» Quoted passage
Montclair Board of Education filed a complaint against the Township of Montclair in December 2023.

The Township of Montclair is facing a lawsuit filed by the Montclair Board of Education over the renovation of the baseball field at Woodman Field. 

The complaint, filed December 21, 2023, comes after the Township placed a stop work order at the baseball field in November and notified the district that adjustments to the location of the new baseball field would require them to bring an application to the Zoning Board for review.

In the lawsuit, the district argues that “The Board’s architects engaged with the Township’s Planning & Community Development Department multiple times in 2022 and 2023 with respect to any needed review of the November 2022 referendum project (of which Woodman Field is a part), and at no time prior to November 6, 2023 did anyone ever raise any zoning concerns with respect to what are, in essence, field and site improvements at Woodman Field.”

The district also states they awarded contracts to vendors for Woodman Field improvements, all based on the understanding that no zoning or planning approvals were required for the project.

On January 2, the lawsuit was discussed during the Montclair Council’s executive session. As per New Jersey Court records, no response has been submitted to the lawsuit filed on January 9, 2024; the Township has a 35-day period to do so.

The field was closed when renovations began in November. (SHERRY FERNANDES)

The baseball field is one of the projects outlined in the bond referendum approved in 2022, with a designated allocation of $7,940,000 specifically for its renovation. The baseball field had a target completion date of mid-March.

Renovations to reorient the field for better safety began in November with the removal of more than a dozen trees. (SHERRY FERNANDES)

On November 20, a group of Montclair families addressed a letter to Montclair town officials and the Board of Education, advocating that renovations to move forward and asking the district to take prompt action to ensure the safety of all playing fields in Montclair. Students and parents have also spoke at Board of Education meetings, citing athletes who have sustained injuries due to the unsafe conditions at the field.

Neighbors living opposite the field have also been vocal, expressing their concerns as well as their disappointment in the process.

“You were told by the Board of Education that this was a baseball field renovation. This is massive construction equipment,” Erin Bullen addressed the council on Jan 2 at the council meeting. “There’s dust in our homes and I can smell it in my house,” she said, holding up a picture of the current state of the field. 

Photo of field shown by Erin Bullen at Jan. 2 council meeting (COURTESY ERIN BULLEN)

Communication breakdown   

“I think the Board of Education has been incorrect all along in the way they have approached this,” said Jory Miller, a lawyer and resident at Champlain Terrace told Montclair Local. “They have not cooperated with the town, they have not cooperated with the residents and instead of working things out reasonably, they sued the township,” he added. “They’re on the same team as the town!”

» Data lines

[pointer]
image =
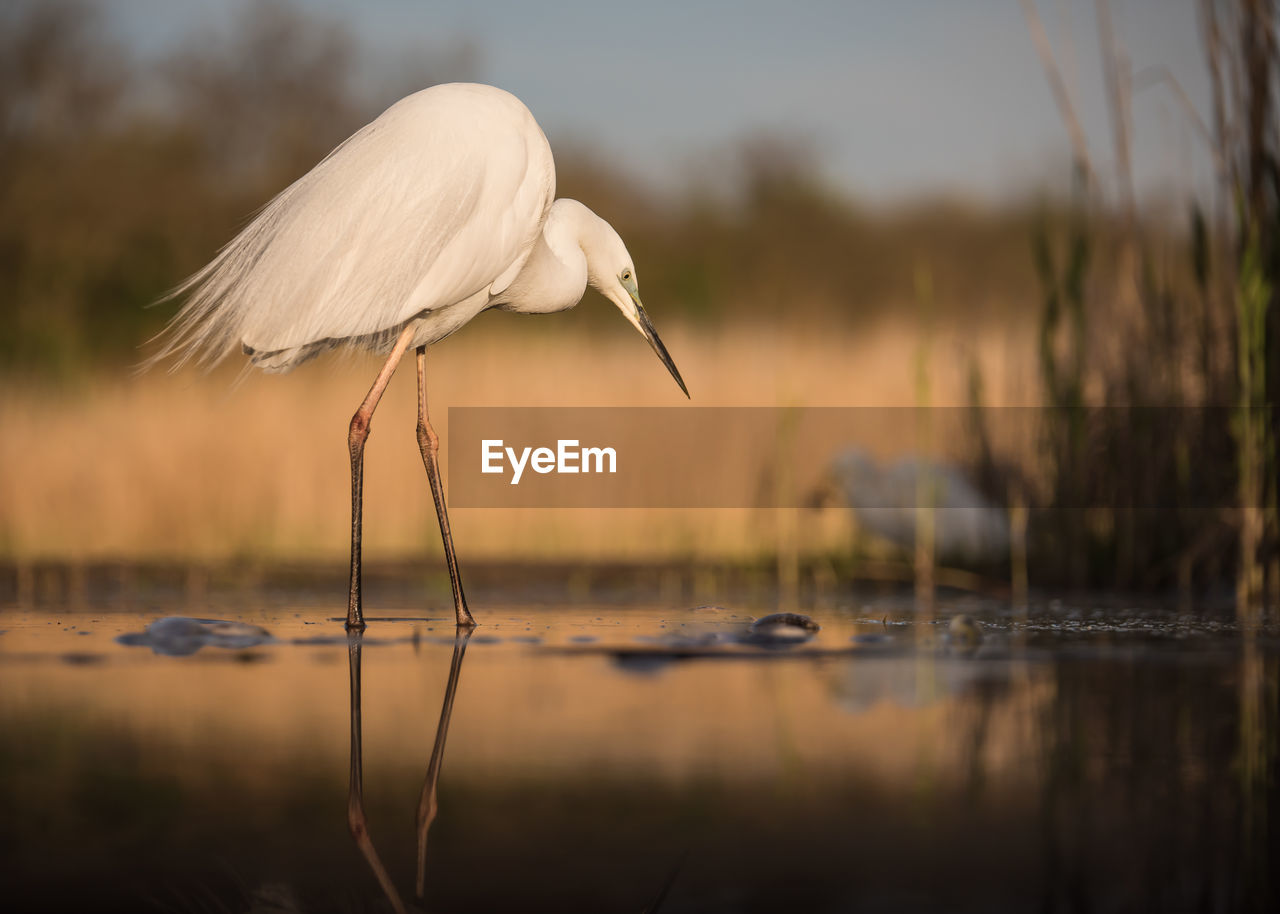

» What to do
[1] Using the Woodman Field article, decide whether each statement agrees with it: (a) the Board of Education filed its complaint on December 21, 2023; (b) the baseball field had a target completion date of mid-June; (c) the Township has a 30-day period to respond to the lawsuit. Answer yes or no for each and quote the deciding words.
[2] According to the Woodman Field article, how much did the 2022 bond referendum allocate for the baseball field renovation?
[3] Duplicate the passage of the Woodman Field article starting with "On January 2, the" and going on through "November. (SHERRY FERNANDES)".

» Answers given
[1]
(a) Yes: "The complaint, filed December 21, 2023"
(b) No: "The baseball field had a target completion date of mid-March."
(c) No: "the Township has a 35-day period to do so."

[2] $7,940,000

[3]
On January 2, the lawsuit was discussed during the Montclair Council’s executive session. As per New Jersey Court records, no response has been submitted to the lawsuit filed on January 9, 2024; the Township has a 35-day period to do so.

The field was closed when renovations began in November. (SHERRY FERNANDES)